## Supplied passage
(Immigration and Asylum Chamber) Appeal Numbers: hu/15116/2016
THE IMMIGRATION ACTS
Heard at Field House
Decision & Reasons Promulgated
On 19th March 2018
On 27th March 2018
DEPUTY UPPER TRIBUNAL JUDGE M A HALL
Palwinder singh (first Appellant)
Mandeep kaur (second Appellant)
(ANONYMITY DIRECTION not made)
Entry Clearance Officer - new delhi
For the Appellants: Mr Z Raza of Counsel instructed by Harbans Singh, Solicitors
For the Respondent: Mr S Kotas, Senior Home Office Presenting Officer
DECISION AND REASONS
Introduction and Background
1. The Appellants appealed against a decision of Judge Widdup (the judge) of the First-tier Tribunal (the FTT) promulgated on 27th July 2017. The Appellants are Indian citizens. The first Appellant is the brother of the second Appellant. They were born on 27 August 1999 and 1 July 1998 respectively.
2. Both Appellants were minors when they applied for entry clearance seeking leave to enter and settle in the UK with their father Sital Singh, and stepmother Kiranjeet Kaur. The Appellants resided in India with relatives. Their father had resided in the UK since January 2001. Their mother died in India in January 2007. Their father remarried Kiranjeet Kaur in September 2010.
3. The applications were refused on 25th May 2016. The Respondent in the refusal decisions made reference to paragraph 297 of the Immigration Rules, and section EC-C of Appendix FM which sets out the requirements for entry clearance as a child.
4. The Respondent did not dispute that Kiranjeet Kaur had settled status in the UK, and the Appellants' mother died in India in 2007. The Respondent was not satisfied that the Appellants' father had been issued with leave to enter or remain under Appendix FM. It was not accepted that the father had taken sole responsibility for the Appellants' care or made any regular contact with them until recently. The Respondent was not satisfied that there were any serious and compelling family or other considerations which made exclusion of the Appellants undesirable. The applications were therefore refused with reference to section EC-C, in particular it was not accepted that the Appellants satisfied E-ECC.1.6.

## Records for processing
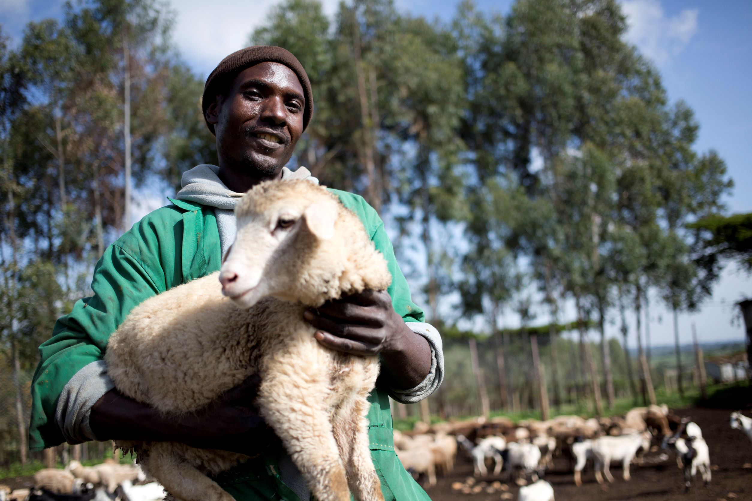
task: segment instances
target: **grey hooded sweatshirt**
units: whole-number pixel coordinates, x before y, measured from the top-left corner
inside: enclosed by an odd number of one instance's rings
[[[182,188],[176,198],[214,208],[217,227],[220,234],[222,257],[235,240],[237,226],[235,207],[244,195],[232,192],[220,180],[220,168],[202,164],[186,171],[181,180]],[[287,168],[282,169],[282,179],[304,179],[318,184],[319,180],[311,175],[305,167],[294,172]],[[417,386],[408,390],[390,389],[390,396],[401,403],[414,403],[432,394],[444,379],[444,353],[441,337],[431,324],[425,322],[407,322],[411,330],[423,336],[431,346],[431,372]],[[114,388],[114,383],[107,374],[105,361],[92,362],[74,376],[63,388],[56,408],[55,420],[71,444],[81,443],[97,438],[89,424],[91,408],[105,393]],[[290,457],[283,454],[279,461],[280,472],[284,482],[301,498],[310,499],[302,476]]]

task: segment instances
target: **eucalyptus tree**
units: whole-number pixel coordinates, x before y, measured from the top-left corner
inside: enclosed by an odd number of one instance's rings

## Short problem 1
Pick out every line in the listing that contains the string "target", and copy each one.
## Short problem 2
Continue the tribunal decision on the entry clearance appeal from where it stops.

## Exercise result 1
target: **grey hooded sweatshirt**
target: **eucalyptus tree**

## Exercise result 2
5. The Respondent also considered paragraph 297(i)(f) of the Immigration Rules and refused the application as it was not accepted that there were serious and compelling family or other considerations which made exclusion of the Appellants undesirable.
6. The refusal decision was upheld on review by the Entry Clearance Manager.
7. The appeals were heard by the FTT on 20th July 2017, the Appellants' father and stepmother gave evidence. The FTT did not find the Appellants' father to be a credible witness, finding that he had deliberately omitted to disclose that the Appellants had an older sister who lived with them and other family members in India. The FTT found that the father had not exercised sole responsibility for their upbringing, and there were no serious and compelling factors making their exclusion from the UK undesirable. The FTT found as a fact that responsibility for the Appellants had been shared by the family members in India. The appeals were therefore dismissed.
8. The Appellants applied for permission to appeal to the Upper Tribunal. The grounds which were prepared by their solicitors contend that the FTT erred in law by failing to consider paragraph 297(i)(d) which requires that one parent is present and settled in the UK or being admitted on the same occasion for settlement, and the other parent is dead. It was contended that the FTT had erred by not considering the relevant test, and had wrongly considered sole responsibility rather than paragraph 297(i)(d).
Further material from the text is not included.